Circle Players presents this Shakespeare comedy, with a gender-bending twist.
By: Stuart Duncan
It was just a few years ago the Circle Players staged its first Shakespeare play, and worried lest the audience at its intimate Playhouse on Victoria Avenue in Piscataway might shun such classic material. To everyone’s surprise and delight, Shakespearean comedies have been hugely successful and the latest in the series, The Taming of the Shrew, has just opened for a three-week run. It is a joy.
Director Rob Pherson set the story in the 1890s, played a gender-bender game with one of the principal characters and allowed his talented company considerable leeway to take liberties with Elizabethan mores and in the process found both humor and understanding. The work was first printed in the first folio (in 1623), but apparently had been taken from an anonymous 1594 comedy first presented by the servants of the Earl of Pembroke.
The plot is simple: The "shrew" is Katharina, a maiden of such violent whims and tempers that it seems unlikely she will ever find a husband. Her father, Baptista, refuses to allow her lovable younger sister, Bianca, to marry one of her numerous suitors until Katharina is off his hands. Finally Petruchio appears, marries Katharina in short order and, by his own abrupt highhandedness, "tames" her to such good effect that he wins a bet with two other men on a test of their wives’ obedience. According to the script, the entire play is enacted for the benefit of Christopher Sly, a drunken tinker.

### Material shown
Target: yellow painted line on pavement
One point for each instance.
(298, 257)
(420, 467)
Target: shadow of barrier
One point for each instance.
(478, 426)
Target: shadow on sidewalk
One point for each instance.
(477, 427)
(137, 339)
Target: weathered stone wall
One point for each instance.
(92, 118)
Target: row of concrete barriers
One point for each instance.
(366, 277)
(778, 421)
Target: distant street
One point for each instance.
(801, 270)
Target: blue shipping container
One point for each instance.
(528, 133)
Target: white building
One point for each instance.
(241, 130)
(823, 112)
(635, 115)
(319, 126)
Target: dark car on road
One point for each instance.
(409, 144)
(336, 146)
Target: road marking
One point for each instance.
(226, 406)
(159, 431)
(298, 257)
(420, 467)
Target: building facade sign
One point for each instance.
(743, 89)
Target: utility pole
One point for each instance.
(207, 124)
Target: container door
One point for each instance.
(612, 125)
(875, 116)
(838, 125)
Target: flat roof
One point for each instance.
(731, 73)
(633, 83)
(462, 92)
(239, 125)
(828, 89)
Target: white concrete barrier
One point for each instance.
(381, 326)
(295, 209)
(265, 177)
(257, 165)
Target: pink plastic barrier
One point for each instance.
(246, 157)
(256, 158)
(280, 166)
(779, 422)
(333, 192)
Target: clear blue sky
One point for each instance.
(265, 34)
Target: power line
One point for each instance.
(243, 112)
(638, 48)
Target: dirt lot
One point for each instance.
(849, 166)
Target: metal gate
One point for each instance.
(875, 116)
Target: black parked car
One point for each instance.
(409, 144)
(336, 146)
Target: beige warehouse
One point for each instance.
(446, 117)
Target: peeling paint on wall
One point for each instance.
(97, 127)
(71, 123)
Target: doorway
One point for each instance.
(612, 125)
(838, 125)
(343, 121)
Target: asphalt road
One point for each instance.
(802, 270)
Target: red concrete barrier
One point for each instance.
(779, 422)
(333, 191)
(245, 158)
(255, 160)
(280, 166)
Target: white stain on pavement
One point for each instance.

### Description of the task
Can you repeat the review above word for word, between "Circle Players presents" and "It is a joy.", inclusive?

### Worked answer
Circle Players presents this Shakespeare comedy, with a gender-bending twist.
By: Stuart Duncan
It was just a few years ago the Circle Players staged its first Shakespeare play, and worried lest the audience at its intimate Playhouse on Victoria Avenue in Piscataway might shun such classic material. To everyone’s surprise and delight, Shakespearean comedies have been hugely successful and the latest in the series, The Taming of the Shrew, has just opened for a three-week run. It is a joy.